- Aim of the exercise: Filter the records below and copy out every line that contains the word "waistband".

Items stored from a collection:
——

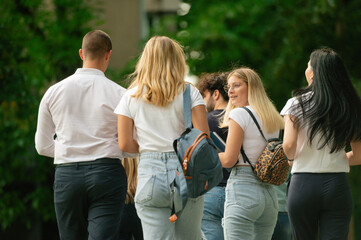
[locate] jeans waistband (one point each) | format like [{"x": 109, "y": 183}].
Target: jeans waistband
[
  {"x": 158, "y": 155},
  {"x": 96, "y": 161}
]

——

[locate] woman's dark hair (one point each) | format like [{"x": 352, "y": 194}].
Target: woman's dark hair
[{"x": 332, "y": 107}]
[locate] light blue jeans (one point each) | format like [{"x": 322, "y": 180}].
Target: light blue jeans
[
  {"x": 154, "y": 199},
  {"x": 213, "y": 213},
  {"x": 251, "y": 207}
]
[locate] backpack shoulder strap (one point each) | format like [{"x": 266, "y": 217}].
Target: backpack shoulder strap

——

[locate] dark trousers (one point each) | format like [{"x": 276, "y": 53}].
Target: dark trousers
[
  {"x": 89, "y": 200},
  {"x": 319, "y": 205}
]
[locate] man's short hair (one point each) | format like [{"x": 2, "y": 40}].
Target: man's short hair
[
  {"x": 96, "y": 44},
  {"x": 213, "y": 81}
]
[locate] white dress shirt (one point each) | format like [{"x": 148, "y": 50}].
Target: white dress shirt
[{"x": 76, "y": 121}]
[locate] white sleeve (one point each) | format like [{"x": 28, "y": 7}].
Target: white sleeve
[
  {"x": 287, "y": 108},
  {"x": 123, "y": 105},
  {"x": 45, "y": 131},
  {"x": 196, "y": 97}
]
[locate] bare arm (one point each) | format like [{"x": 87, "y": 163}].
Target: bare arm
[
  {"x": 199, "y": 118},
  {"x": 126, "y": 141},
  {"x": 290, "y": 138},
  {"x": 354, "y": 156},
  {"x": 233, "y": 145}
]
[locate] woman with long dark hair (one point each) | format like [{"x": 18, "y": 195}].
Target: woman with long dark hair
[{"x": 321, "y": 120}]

——

- In response:
[locate] jeans waistband (one point each) | format like [{"x": 109, "y": 183}].
Target: jeans waistband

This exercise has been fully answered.